* [EXTRAIT DU TEXTE]
L’Institut royal de formation des cadres de la jeunesse et des sports avait convoqué du beau monde pour parler d’un sujet qui, soyons honnêtes, fait rarement les gros titres des chaînes sportives : « Le sport, levier stratégique de coopération intra-africaine ». Vu comme ça, on pourrait s’attendre à une avalanche de slides et de verres d’eau tiède. Mais dès les premiers mots, l’ambiance est claire, on ne parle pas de sport pour briller en short, on parle de sport pour construire l’Afrique.

Et cette Afrique-là, ce n’est pas une idée vague. Cette Afrique-là pense collectif. Elle pense stratégie. Elle pense avenir.

Le Maroc, dans cette partie, joue à domicile, mais pas en solo. Depuis quelques années, le Royaume déroule une véritable diplomatie du sport, fondée sur les orientations royales, sur l’appel au partage des expertises, sur des centaines de conventions bilatérales signées avec plus de 40 pays africains. La CAN 2025, la Coupe du Monde 2030 co-organisée avec l’Espagne et le Portugal… ce ne sont pas que des cases à cocher. C’est un puits de stratégies sportives et politiques.

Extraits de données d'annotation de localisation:
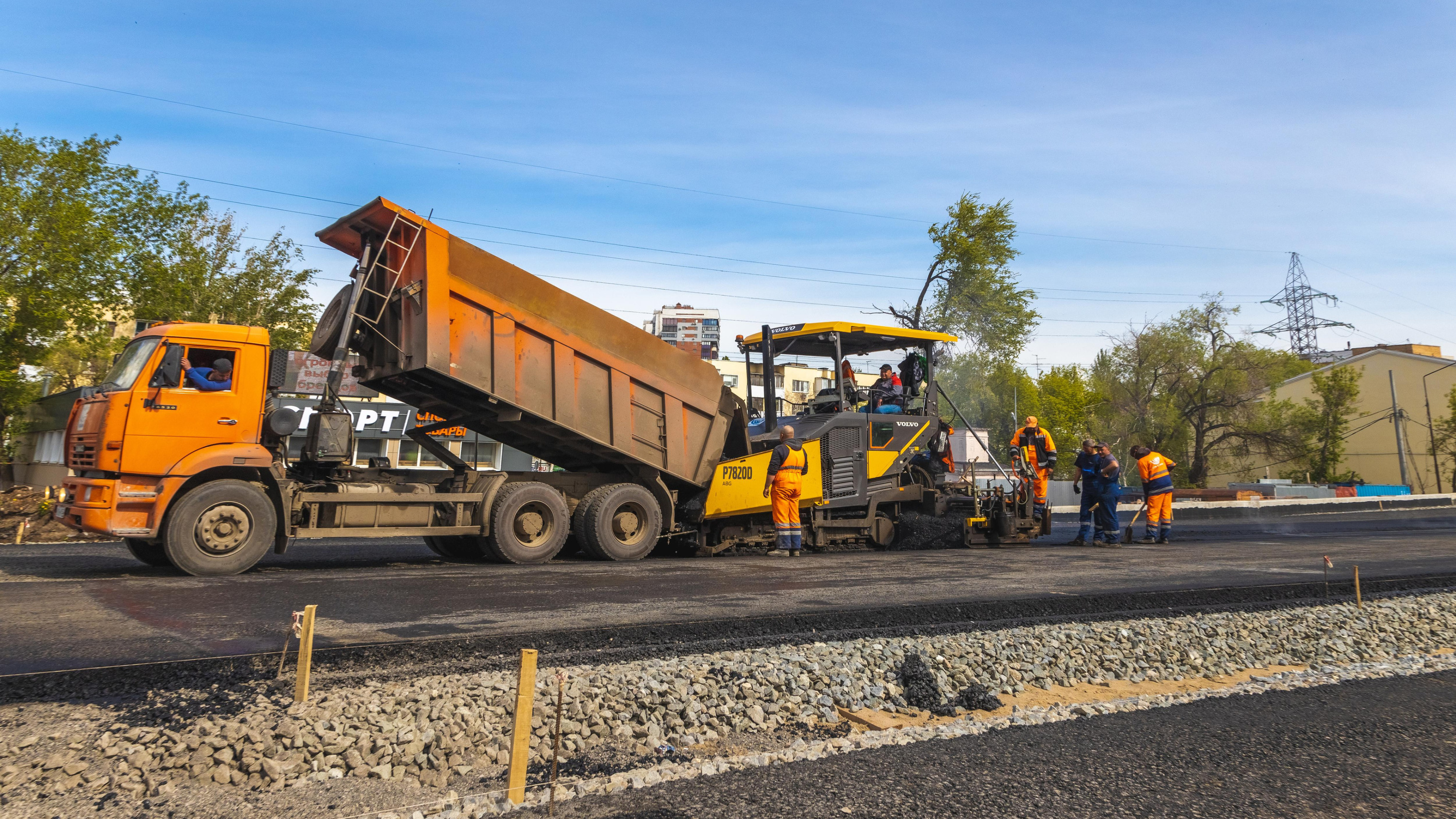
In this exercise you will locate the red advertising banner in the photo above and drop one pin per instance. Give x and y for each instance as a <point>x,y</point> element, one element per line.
<point>308,375</point>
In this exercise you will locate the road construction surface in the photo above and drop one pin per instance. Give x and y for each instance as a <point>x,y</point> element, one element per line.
<point>86,605</point>
<point>1366,748</point>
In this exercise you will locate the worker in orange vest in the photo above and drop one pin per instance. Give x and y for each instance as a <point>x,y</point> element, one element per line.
<point>787,470</point>
<point>1040,455</point>
<point>1158,490</point>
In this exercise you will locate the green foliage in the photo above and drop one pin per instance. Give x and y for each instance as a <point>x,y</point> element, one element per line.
<point>999,395</point>
<point>70,229</point>
<point>1445,439</point>
<point>210,276</point>
<point>969,289</point>
<point>83,241</point>
<point>1325,420</point>
<point>1191,389</point>
<point>81,359</point>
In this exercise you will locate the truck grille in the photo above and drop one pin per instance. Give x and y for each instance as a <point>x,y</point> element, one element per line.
<point>82,452</point>
<point>839,448</point>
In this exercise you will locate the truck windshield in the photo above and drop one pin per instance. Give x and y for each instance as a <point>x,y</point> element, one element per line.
<point>129,366</point>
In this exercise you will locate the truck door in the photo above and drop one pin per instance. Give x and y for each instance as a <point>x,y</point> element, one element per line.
<point>168,423</point>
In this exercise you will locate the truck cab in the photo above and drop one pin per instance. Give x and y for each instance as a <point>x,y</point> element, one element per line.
<point>152,432</point>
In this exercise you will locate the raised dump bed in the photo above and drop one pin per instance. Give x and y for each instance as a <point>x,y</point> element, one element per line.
<point>474,338</point>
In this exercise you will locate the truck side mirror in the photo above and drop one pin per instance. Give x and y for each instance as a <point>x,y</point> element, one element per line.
<point>277,368</point>
<point>169,372</point>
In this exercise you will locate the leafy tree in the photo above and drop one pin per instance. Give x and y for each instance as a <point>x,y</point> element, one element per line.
<point>969,289</point>
<point>1066,400</point>
<point>1325,420</point>
<point>1194,391</point>
<point>81,359</point>
<point>70,229</point>
<point>1445,434</point>
<point>207,274</point>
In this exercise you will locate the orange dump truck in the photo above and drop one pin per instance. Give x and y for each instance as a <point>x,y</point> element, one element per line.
<point>191,467</point>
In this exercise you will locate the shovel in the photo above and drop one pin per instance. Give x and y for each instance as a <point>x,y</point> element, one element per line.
<point>1127,534</point>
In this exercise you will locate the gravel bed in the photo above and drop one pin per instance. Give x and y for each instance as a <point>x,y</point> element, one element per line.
<point>447,731</point>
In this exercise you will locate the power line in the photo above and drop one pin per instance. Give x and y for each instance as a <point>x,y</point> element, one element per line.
<point>593,175</point>
<point>462,152</point>
<point>1379,287</point>
<point>664,250</point>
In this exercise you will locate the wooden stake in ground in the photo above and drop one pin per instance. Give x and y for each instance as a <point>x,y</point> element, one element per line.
<point>555,752</point>
<point>522,731</point>
<point>300,687</point>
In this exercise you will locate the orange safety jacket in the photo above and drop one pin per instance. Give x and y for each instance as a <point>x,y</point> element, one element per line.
<point>1152,468</point>
<point>787,467</point>
<point>1036,445</point>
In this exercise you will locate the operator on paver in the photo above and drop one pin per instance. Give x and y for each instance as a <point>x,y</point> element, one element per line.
<point>1085,485</point>
<point>1040,455</point>
<point>1158,490</point>
<point>886,391</point>
<point>1107,493</point>
<point>787,470</point>
<point>209,379</point>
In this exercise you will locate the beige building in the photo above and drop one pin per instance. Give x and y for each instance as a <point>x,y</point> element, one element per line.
<point>1371,448</point>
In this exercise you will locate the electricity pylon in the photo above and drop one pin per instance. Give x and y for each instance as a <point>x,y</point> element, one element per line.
<point>1298,299</point>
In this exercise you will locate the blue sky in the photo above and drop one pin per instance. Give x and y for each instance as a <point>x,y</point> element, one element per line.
<point>1317,127</point>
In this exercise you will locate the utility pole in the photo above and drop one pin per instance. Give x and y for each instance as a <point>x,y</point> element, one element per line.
<point>1400,435</point>
<point>1298,299</point>
<point>1430,425</point>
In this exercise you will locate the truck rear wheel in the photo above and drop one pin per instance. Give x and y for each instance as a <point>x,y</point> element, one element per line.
<point>150,553</point>
<point>622,524</point>
<point>220,528</point>
<point>456,547</point>
<point>529,524</point>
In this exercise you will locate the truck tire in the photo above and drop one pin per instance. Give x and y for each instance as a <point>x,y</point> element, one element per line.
<point>622,524</point>
<point>579,518</point>
<point>220,528</point>
<point>456,547</point>
<point>529,524</point>
<point>150,553</point>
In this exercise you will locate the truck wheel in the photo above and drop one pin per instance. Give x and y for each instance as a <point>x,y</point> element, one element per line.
<point>149,553</point>
<point>220,528</point>
<point>529,524</point>
<point>622,524</point>
<point>579,517</point>
<point>456,547</point>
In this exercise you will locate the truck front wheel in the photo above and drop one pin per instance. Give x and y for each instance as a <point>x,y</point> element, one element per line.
<point>622,524</point>
<point>220,528</point>
<point>529,524</point>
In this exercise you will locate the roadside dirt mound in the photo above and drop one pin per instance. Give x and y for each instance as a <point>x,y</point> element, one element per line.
<point>31,506</point>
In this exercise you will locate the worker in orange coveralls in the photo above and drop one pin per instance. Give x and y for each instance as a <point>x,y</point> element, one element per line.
<point>1158,490</point>
<point>1040,455</point>
<point>787,470</point>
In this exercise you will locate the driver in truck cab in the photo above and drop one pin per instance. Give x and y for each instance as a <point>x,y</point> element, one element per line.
<point>210,379</point>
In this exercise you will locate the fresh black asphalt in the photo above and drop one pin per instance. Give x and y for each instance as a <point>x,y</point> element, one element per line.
<point>1371,748</point>
<point>85,605</point>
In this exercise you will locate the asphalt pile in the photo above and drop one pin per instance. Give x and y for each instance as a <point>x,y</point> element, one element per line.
<point>436,731</point>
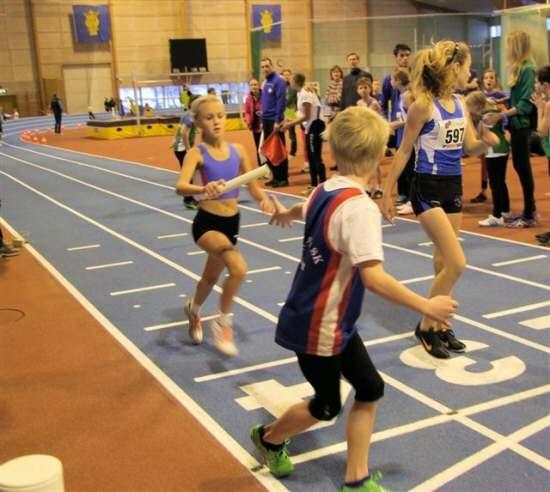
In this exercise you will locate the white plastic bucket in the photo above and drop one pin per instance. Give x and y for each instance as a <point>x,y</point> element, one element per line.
<point>32,473</point>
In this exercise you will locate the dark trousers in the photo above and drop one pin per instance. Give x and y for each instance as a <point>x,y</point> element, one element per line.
<point>522,166</point>
<point>280,172</point>
<point>496,168</point>
<point>293,141</point>
<point>57,127</point>
<point>404,180</point>
<point>317,172</point>
<point>180,155</point>
<point>257,136</point>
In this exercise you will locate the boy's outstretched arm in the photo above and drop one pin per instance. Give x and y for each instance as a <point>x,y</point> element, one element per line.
<point>377,280</point>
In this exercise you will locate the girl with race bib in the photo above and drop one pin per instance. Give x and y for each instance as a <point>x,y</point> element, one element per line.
<point>440,130</point>
<point>205,170</point>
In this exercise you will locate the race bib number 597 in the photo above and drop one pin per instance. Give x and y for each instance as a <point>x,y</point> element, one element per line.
<point>451,134</point>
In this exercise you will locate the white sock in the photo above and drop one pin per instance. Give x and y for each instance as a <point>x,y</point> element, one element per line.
<point>225,319</point>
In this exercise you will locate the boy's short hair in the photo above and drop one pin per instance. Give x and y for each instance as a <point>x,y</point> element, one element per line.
<point>357,138</point>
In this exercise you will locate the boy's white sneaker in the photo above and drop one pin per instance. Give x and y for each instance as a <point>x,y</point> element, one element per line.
<point>492,221</point>
<point>405,209</point>
<point>223,338</point>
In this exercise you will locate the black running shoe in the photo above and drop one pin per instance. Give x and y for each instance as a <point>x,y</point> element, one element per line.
<point>450,341</point>
<point>431,342</point>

* [OBJECTIF ÉNONCÉ 1] D'après l'extrait sur la diplomatie sportive du Maroc, avec quels pays le Royaume co-organise-t-il la Coupe du Monde 2030 ?
* [OBJECTIF ÉNONCÉ 2] Dans les enregistrements, recopiez le passage qui va de la ligne contenant « In this exercise you will locate the boy's short » jusqu'à celle contenant « <point>357,138</point> », bornes comprises, en substituant « curly hair » à « short hair ».

* [SOLUTION PROPOSÉE 1] Avec l'Espagne et le Portugal.

* [SOLUTION PROPOSÉE 2]
In this exercise you will locate the boy's curly hair in the photo above and drop one pin per instance. Give x and y for each instance as a <point>x,y</point> element, one element per line.
<point>357,138</point>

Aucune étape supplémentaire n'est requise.